Required actions:
(1) From the Shadow Board interview, output the passage that begins at the words "Cathal Divilly: No, very, very" and ends after the words "with something different?", reproduced word for word.
(2) According to the Shadow Board interview, in which month was the profit share paid?
(3) Decide whether each statement agrees with the Shadow Board interview. Answer yes or no, quoting the words that decide it.
(a) Jarlath Dooley says the organization works in quarters.
(b) The Shadow Board advised paying the profit share right away.
(c) The first question in the "getting to know Jarlath" round is "Netflix or TV?"

Page extract:
-=-=-
Cathal Divilly: No, very, very well deserved. What a great demonstration of listening, and what a great developmental opportunity for people who were part of the Shadow Board. Any example Jarlath of where you posed the topic to the Shadow Board, and you changed tack or went with something different?

Jarlath Dooley: So we work in quarters, so Q2 last year was… you know, we all went in March on remote working and Quarter Two was the most uncertain quarter, you know, to share with a group of mainly junior staff, the thinkings around, pay freezes, and not paying profit share, cutting costs, you know, took a lot of trust on behalf of the senior team because that could have resulted in a massive rumour machine in the organisation, you know ‘oh god, they're going to cut everything’.

And then their feedback about, you know, how we how we handled things like, you know, because at the time, for example, nobody was booking holidays, so how we could encourage people to still book their holiday. So we didn't end up with 50,000 days holidays at the end of the year. They reassured us that not paying the profit share was the right thing to do. But to hold that fund, and if things improve later in the year to pay it and that's what happened. So we paid it actually in November. So it was a good time for people to get it coming up to Christmas. But you know, it was it was their feedback on those very sensitive issues at a time that shaped our thinking.

 

Cathal Divilly: Super demonstration of trust and, and putting a meaty topic to the Shadow Board is so good to see. Jarlath we're almost coming to our time together: you might indulge me for a few minutes, just we like to have a bit of fun at Great Place to Work as you know. And this is the ‘getting to know Jarlath a little bit better’ round so I might just throw some questions at you Jarlath, whatever comes to your head you might my shout back at me. So first is… for Jarlath Dooley: Netflix or TV?
-=-=-
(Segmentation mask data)
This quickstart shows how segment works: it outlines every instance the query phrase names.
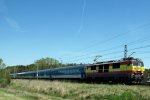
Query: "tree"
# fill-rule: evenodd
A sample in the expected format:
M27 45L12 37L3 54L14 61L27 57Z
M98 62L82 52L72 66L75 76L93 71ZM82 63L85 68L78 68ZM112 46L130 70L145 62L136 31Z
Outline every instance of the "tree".
M7 69L4 69L5 67L5 63L0 59L0 87L5 87L10 83L9 72Z

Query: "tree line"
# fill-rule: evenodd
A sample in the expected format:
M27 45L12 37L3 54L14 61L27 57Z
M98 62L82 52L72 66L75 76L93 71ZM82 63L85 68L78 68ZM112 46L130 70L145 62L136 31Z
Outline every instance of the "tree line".
M29 65L15 65L15 66L7 66L7 70L10 73L19 73L19 72L27 72L27 71L36 71L36 70L44 70L44 69L51 69L51 68L59 68L64 66L76 66L82 65L76 63L68 63L63 64L59 62L57 59L46 57L36 60L34 63Z

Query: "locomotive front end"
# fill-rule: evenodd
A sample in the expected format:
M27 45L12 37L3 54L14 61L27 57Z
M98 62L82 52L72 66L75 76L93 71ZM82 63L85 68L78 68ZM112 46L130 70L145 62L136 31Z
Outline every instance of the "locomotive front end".
M144 63L140 59L132 60L132 78L136 83L141 83L144 75Z

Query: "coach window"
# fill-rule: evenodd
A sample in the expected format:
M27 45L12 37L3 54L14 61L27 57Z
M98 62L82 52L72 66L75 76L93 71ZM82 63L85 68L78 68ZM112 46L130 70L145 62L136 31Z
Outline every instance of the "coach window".
M120 63L113 63L113 68L120 68Z
M91 66L91 70L96 70L96 66Z

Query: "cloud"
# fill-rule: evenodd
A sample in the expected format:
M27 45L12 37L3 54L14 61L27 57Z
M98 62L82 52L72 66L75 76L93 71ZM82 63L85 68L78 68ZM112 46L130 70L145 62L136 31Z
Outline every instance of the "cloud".
M12 19L11 17L7 16L8 13L8 8L5 5L5 0L0 0L0 17L2 19L4 19L8 25L10 27L12 27L13 29L15 29L18 32L24 32L21 30L19 24L17 23L17 21L15 21L14 19Z

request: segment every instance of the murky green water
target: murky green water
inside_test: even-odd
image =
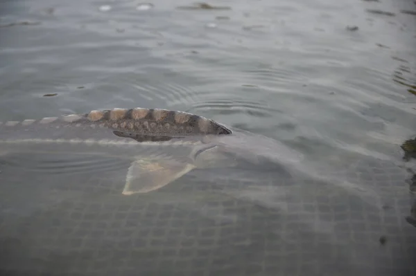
-=-=-
Solutions to each task:
(1)
Cathal Divilly: No, very, very well deserved. What a great demonstration of listening, and what a great developmental opportunity for people who were part of the Shadow Board. Any example Jarlath of where you posed the topic to the Shadow Board, and you changed tack or went with something different?

(2) In November.

(3)
(a) Yes: "So we work in quarters"
(b) No: "They reassured us that not paying the profit share was the right thing to do."
(c) Yes: "So first is… for Jarlath Dooley: Netflix or TV?"